_What the task asks_
Resume the article on Yann LeCun and world models below, writing on from its final sentence.

_Selected excerpt_
[Start of section]

As previously discussed here at Gizmodo, LeCun is fascinated by an area of AI called “world models.” He has spent more than a year saying he thinks LLM research, the backbone of systems like ChatGPT, is no longer a worthy area of pursuit—at least as far as hypothetical advanced AI functions with terms like “AGI” and “superintelligence” are concerned.

LeCun, who was born and raised in France, is among the handful of researchers often referred to as the “godfathers of AI,” or more specifically the godfathers of deep learning, and shared a Turing Award in 2019 with fellow godfathers Geoffrey Hinton and Yoshua Bengio. The influential cognitive scientist and AI researcher Gary Marcus is a longtime critic of LeCun, and their public disagreements go back years.

LeCun joined Meta in 2013, when it was still called Facebook, as the head of what at the time was a research operation with a location in New York that LeCun could walk to from his office at NYU, where he works as a professor. At the time, it wasn’t totally clear what a company like Facebook even wanted from a scientist who worked with deep neural networks. Another major AI researcher, Andrew Ng, explained Facebook’s hiring decision to Wired in terms that now seem sort of quaint and social media-centric:

“Machine learning is already used in hundreds of places throughout Facebook, ranging from photo tagging to ranking articles to your news feed. Better machine learning will be able to help improve all of these features, as well as help Facebook create new applications that none of us have dreamed of yet.”

After the 2022 release of ChatGPT led to AI’s rise to domination of all priorities in the tech world, LeCun became notable for his skepticism about the need for AI safety. He told the Wall Street Journal last year that the idea that AI poses a threat to humanity is “complete B.S.”

But LLMs aren’t LeCun’s cup of tea anyway. He clarified last month that he had almost no involvement with Meta’s Llama models, and that such generative AI-related work happened way off in another department at Meta. LeCun worked, he explained, in Meta’s Fundamental AI Research (FAIR) department, and was attempting to go “beyond LLMs.” 

LeCun believes AI models are needed that can comprehensively understand the physical world through sensory inputs like vision, and how to reason its way through interactions with, and changes to, that world. He thinks the current crop of AI systems can’t do anything even close to this, and that they are in fact dumber than cats.

[End of section]

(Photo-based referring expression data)
[Start of section]

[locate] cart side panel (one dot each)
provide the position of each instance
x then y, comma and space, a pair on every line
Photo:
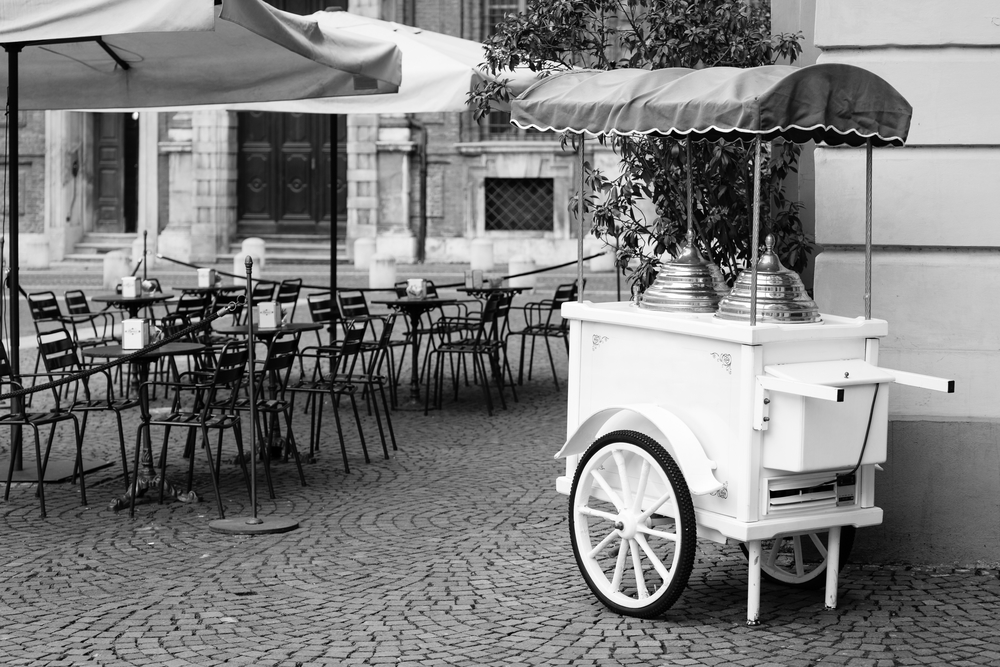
691, 377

[End of section]

_Reply_
You can already see the start of LeCun’s world model research under the aegis of Meta in V-JEPA-2. That model is trained not on text, but on videos of the physical world, and designed not simply to replicate all that video, like Sora, but to model the causes and effects of actions in the world when things move around and interact. That’s the theory anyway.

Bloomberg writes that Meta “plans to partner with LeCun on his startup, though details are still being finalized.” In LeCun’s memo, he wrote that his former company “will be a partner of the new company and will have access to its innovations.”

It’s not at all clear yet how the partnership between LeCun’s new company and Meta will be structured, but tech companies are famous for being near inextricable from one another where AI is concerned. Microsoft owns about 27% of OpenAI, and has special rights to use its technology. Google similarly owns 14% of Anthropic. The way interdependent investments in the AI world lead to higher valuations has been compared to “circular dealmaking.“

LeCun’s memo says his new technology “will have far-ranging applications in many sectors of the economy, some of which overlap with Meta’s commercial interests, but many of which do not.”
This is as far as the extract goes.